→ Problem description: Copy the material below word for word, omitting the pictures.

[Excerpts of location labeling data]
--- START ---

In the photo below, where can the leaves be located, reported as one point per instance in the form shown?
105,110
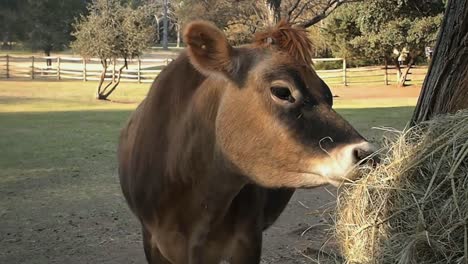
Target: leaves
113,31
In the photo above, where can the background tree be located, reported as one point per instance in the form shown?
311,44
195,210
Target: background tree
113,31
445,89
12,25
373,29
49,23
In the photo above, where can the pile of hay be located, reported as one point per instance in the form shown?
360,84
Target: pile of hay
414,207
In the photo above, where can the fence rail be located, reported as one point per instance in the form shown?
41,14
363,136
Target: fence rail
145,70
63,68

--- END ---

→ Written response:
In the photo below, where can the leaves be located, reported as one point per instance in the form shown?
105,110
Target: leaves
113,31
In the photo above, where can the background tree be located, reported as one point per instance in the form shown?
311,44
195,210
Target: background tree
113,31
445,89
12,25
373,29
49,23
In the photo above, where can the pile of hay be located, reported as one point per instance in the form shown?
360,84
Target: pile of hay
414,207
In the photo above, where can the fence rail be located, reported as one point per instance in the form shown?
41,14
363,136
Target: fence rail
145,70
63,68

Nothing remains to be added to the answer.